* [Texto proporcionado]:
Encauzado, más allá de las pequeñas miserias del oportunismo, como un asunto de Estado, el problema del terrorismo alumbra su final con cierta unidad democrática y una eficaz estrategia policial. La sociedad civil ausente de los conflictos pequeños elevados a la categoría de dramas entre partidos, se ha sobrepuesto hace ya mucho tiempo a las admoniciones de algunos resentidos que, como bien decía González, ven con cierto abatimiento el final de su espacio político, el que habrá de desintegrarse con la misma fuerza que lo haga la violencia criminal.
Pero la democracia, treinta años después del bochorno del golpe de estado, padece de otra singular violencia que no se ataja con los mismos criterios de proporcionalidad a la hora de definirlo que el ya citado del terrorismo. Se trata de la violencia de género, la que mata a mujeres por el hecho de serlo, sin más culpa que la de vivir en el entorno de unos criminales que pasan por ser sus seres queridos.

* [Tareas y ejercicios]:
1) Transcriba literalmente el fragmento del texto sobre terrorismo y violencia de género comprendido entre "Encauzado, más allá" y "la violencia criminal.", ambos inclusive.
2) En el texto sobre terrorismo y violencia de género, ¿qué nombre recibe la violencia que mata a mujeres por el hecho de serlo?

[Registros del conjunto de datos]
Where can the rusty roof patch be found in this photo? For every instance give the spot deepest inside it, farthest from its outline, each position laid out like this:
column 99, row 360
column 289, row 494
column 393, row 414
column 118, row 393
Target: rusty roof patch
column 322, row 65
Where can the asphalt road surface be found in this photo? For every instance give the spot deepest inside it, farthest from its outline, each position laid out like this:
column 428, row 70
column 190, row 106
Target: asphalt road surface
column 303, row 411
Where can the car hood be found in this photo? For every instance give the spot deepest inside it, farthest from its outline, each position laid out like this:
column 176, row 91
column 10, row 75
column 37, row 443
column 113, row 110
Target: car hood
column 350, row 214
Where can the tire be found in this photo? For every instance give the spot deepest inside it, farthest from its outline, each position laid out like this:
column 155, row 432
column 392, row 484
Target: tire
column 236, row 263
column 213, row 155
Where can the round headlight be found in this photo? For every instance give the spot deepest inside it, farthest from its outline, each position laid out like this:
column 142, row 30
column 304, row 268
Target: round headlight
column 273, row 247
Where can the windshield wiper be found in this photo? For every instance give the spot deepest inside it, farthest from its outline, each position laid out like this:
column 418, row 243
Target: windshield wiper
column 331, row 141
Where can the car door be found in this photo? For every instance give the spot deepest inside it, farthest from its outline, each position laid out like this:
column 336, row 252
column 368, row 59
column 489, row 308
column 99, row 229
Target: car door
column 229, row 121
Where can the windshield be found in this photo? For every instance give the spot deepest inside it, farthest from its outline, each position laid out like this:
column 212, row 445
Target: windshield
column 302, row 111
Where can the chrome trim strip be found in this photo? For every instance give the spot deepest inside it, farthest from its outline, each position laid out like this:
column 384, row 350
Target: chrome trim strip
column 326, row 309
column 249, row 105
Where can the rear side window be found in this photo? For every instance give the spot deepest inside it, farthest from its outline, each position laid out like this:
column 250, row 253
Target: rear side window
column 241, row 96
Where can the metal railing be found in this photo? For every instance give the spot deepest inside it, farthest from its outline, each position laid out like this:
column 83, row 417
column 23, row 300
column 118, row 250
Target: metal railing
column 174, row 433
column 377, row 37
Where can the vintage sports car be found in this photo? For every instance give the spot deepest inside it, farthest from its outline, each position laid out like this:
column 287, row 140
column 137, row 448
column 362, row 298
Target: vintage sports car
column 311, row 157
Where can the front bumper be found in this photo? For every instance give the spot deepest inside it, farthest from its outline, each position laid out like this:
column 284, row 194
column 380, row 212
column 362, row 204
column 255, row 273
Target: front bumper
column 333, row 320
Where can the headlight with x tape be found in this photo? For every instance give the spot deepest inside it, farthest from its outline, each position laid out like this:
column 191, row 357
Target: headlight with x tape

* [Respuestas de ejercicios]:
1)
Encauzado, más allá de las pequeñas miserias del oportunismo, como un asunto de Estado, el problema del terrorismo alumbra su final con cierta unidad democrática y una eficaz estrategia policial. La sociedad civil ausente de los conflictos pequeños elevados a la categoría de dramas entre partidos, se ha sobrepuesto hace ya mucho tiempo a las admoniciones de algunos resentidos que, como bien decía González, ven con cierto abatimiento el final de su espacio político, el que habrá de desintegrarse con la misma fuerza que lo haga la violencia criminal.

2) La violencia de género.